### EXERCISE REQUIREMENTS
Count the lines in the items below that contain the word "backpack", and reply with only that number.

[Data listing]
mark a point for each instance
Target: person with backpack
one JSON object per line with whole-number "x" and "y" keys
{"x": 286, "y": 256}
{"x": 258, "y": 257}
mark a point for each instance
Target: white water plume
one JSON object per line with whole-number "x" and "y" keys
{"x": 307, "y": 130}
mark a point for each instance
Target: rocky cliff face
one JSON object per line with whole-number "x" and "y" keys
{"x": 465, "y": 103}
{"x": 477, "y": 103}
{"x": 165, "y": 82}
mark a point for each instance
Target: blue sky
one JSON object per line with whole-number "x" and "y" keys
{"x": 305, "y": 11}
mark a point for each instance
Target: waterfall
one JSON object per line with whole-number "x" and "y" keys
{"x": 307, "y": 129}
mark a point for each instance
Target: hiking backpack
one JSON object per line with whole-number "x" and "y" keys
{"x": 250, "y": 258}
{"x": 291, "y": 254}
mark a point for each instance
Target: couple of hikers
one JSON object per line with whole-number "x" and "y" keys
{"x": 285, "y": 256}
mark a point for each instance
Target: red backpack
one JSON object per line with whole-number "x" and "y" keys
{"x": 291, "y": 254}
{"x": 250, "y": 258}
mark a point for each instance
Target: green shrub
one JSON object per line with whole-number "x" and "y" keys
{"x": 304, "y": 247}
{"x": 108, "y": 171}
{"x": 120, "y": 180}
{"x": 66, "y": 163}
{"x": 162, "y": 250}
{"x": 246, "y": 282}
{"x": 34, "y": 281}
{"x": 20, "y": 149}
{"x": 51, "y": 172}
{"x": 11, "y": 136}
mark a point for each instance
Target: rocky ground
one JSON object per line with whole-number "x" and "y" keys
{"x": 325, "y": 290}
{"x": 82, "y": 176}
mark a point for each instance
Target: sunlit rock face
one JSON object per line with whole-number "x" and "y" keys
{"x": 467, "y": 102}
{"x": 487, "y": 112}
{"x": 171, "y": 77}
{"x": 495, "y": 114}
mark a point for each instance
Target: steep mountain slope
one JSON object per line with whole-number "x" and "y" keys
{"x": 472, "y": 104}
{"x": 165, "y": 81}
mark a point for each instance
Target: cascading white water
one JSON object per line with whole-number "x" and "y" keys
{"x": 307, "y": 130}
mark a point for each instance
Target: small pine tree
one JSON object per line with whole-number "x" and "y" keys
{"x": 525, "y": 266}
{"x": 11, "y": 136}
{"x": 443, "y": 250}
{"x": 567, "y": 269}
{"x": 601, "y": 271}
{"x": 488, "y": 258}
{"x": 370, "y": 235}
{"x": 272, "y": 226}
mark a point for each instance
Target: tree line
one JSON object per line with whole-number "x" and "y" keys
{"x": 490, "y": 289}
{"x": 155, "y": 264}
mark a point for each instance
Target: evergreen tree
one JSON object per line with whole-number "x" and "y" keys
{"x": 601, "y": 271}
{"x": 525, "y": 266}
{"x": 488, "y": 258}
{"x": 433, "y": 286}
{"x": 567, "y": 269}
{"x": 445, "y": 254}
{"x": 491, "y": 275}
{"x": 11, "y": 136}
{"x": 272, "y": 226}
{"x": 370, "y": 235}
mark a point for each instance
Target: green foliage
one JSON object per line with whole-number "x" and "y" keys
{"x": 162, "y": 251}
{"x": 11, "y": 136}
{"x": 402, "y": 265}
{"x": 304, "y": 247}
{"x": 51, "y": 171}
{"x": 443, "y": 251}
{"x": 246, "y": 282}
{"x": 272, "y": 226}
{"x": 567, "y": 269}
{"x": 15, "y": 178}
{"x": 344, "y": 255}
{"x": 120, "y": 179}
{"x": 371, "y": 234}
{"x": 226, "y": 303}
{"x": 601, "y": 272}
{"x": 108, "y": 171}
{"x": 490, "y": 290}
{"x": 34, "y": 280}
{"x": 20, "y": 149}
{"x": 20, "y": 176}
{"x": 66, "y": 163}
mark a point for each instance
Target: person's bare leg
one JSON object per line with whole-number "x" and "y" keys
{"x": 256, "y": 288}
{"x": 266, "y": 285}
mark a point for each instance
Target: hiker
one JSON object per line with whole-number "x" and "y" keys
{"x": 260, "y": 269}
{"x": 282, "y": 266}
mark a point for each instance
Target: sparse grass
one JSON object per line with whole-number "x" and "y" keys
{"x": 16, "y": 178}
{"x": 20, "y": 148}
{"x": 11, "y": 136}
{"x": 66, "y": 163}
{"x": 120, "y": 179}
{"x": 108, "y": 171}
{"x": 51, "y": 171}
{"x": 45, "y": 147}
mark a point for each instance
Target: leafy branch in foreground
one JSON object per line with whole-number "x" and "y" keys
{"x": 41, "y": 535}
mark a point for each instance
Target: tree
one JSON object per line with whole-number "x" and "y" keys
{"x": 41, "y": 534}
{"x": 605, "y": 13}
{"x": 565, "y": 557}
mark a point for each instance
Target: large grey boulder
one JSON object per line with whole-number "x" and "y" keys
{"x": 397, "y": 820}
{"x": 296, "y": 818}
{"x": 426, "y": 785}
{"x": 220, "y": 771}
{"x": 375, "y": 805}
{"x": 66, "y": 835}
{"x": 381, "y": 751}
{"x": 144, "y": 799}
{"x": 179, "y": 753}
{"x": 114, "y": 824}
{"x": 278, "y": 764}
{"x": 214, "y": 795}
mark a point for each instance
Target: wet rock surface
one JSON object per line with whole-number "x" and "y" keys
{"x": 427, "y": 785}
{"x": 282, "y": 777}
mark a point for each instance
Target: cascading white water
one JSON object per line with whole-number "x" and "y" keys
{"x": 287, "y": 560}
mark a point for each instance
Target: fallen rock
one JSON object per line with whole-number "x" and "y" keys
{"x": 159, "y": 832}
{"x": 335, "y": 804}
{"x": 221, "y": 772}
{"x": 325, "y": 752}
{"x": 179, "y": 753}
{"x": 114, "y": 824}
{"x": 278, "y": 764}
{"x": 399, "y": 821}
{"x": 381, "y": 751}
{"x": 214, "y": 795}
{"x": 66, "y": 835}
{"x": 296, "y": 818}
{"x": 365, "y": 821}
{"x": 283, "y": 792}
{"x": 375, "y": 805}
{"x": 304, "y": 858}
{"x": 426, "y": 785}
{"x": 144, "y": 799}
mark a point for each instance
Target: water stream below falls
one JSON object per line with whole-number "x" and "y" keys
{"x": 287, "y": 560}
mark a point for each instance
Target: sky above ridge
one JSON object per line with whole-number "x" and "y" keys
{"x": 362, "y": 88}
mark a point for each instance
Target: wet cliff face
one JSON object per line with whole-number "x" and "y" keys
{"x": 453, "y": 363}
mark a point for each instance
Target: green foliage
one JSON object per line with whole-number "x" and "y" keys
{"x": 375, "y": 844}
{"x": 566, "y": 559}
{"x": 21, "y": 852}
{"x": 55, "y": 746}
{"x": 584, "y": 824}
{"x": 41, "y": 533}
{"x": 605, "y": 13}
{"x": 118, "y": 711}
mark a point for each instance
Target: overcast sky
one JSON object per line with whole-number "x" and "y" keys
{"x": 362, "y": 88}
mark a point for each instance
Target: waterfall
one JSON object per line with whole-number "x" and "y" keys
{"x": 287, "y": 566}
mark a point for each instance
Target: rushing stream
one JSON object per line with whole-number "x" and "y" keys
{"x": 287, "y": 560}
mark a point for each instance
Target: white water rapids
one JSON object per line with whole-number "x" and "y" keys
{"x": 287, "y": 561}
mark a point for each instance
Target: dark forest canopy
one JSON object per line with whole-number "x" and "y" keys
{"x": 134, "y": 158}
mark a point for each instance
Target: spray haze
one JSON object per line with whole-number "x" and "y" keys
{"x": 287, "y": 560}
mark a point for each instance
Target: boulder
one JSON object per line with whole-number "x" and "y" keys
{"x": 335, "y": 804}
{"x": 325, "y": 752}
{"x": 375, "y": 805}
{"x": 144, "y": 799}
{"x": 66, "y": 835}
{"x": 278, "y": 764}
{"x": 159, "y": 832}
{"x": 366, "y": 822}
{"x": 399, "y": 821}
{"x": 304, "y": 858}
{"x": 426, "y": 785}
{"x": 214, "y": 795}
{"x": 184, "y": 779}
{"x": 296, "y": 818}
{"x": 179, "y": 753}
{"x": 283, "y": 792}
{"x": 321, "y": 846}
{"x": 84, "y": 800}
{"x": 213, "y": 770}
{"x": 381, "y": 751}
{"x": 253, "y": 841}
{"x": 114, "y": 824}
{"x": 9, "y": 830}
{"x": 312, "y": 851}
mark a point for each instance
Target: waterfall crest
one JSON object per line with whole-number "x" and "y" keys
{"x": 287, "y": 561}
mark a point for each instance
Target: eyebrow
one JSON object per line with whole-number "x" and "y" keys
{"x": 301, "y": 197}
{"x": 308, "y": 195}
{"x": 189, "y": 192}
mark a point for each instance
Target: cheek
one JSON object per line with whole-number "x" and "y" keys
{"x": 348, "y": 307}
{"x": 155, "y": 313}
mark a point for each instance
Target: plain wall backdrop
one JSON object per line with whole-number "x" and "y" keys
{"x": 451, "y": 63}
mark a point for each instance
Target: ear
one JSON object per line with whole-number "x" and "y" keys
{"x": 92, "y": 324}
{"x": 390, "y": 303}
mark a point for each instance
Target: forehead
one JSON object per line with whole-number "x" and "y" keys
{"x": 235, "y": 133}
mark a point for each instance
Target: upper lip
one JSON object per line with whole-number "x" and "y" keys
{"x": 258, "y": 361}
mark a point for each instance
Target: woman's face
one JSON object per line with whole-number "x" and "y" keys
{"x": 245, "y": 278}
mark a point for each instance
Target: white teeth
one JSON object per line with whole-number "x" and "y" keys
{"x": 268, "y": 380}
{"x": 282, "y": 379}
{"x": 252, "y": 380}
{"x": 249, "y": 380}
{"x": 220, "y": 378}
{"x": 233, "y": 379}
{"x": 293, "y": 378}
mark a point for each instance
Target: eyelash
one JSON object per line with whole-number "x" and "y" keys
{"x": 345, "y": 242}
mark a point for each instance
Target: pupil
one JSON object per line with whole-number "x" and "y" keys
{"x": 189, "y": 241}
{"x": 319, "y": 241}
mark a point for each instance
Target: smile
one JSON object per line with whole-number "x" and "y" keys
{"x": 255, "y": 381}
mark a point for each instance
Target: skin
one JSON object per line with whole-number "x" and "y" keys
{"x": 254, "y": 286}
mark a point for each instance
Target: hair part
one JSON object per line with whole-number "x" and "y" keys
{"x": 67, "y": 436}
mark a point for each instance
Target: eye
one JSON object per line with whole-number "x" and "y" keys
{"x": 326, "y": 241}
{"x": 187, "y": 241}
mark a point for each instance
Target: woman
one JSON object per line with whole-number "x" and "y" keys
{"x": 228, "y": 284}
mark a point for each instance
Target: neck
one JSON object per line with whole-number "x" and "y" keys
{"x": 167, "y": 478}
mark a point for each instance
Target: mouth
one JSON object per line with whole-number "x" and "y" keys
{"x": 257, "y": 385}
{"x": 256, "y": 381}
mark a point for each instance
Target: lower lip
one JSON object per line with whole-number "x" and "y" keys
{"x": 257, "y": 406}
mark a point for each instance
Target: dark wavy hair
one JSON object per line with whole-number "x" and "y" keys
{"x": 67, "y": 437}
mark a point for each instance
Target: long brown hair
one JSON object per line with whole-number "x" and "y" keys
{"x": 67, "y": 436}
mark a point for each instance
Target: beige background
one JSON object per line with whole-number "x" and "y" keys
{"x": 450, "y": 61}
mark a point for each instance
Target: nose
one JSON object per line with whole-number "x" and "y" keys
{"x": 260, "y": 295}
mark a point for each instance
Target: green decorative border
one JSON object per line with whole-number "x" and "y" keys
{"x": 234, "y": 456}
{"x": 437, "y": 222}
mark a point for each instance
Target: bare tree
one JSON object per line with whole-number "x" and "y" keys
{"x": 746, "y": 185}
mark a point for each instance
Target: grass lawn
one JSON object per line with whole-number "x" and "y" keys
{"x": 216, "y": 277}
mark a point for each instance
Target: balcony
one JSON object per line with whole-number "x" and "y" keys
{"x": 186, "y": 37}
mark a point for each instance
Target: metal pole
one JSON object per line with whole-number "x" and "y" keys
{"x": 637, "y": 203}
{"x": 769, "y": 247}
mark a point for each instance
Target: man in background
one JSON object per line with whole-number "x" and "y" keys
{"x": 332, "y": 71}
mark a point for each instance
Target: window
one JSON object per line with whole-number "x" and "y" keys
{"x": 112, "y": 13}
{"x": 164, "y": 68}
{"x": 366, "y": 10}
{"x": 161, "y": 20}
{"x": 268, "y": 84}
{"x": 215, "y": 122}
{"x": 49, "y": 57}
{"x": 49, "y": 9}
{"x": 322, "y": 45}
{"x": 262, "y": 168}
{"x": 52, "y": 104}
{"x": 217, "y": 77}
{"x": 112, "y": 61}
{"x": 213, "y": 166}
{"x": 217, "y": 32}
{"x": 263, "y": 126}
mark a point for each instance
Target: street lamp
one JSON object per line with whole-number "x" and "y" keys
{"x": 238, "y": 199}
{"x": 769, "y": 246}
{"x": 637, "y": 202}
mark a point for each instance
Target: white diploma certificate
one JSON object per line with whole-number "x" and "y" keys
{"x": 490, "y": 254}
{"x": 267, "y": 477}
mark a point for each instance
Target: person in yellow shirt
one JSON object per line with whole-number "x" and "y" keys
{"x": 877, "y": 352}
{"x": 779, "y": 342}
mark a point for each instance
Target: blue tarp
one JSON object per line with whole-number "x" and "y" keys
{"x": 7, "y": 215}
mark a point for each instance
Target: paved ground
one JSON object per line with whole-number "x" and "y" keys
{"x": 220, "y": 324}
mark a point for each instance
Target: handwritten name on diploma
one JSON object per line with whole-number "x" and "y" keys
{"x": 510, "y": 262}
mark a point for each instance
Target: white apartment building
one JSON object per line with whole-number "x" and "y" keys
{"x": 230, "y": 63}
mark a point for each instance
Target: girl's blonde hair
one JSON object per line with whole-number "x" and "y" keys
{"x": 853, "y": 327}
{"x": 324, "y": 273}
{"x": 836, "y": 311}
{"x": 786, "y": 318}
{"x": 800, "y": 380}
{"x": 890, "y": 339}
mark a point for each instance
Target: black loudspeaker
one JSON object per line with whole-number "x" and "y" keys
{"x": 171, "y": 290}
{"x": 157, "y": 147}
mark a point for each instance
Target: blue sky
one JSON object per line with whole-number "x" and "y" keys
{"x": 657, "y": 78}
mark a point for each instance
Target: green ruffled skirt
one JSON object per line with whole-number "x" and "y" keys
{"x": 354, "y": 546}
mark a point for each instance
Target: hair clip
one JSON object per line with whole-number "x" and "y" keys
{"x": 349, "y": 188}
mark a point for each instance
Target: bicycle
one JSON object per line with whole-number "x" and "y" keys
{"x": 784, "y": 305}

### WORKED SOLUTION
3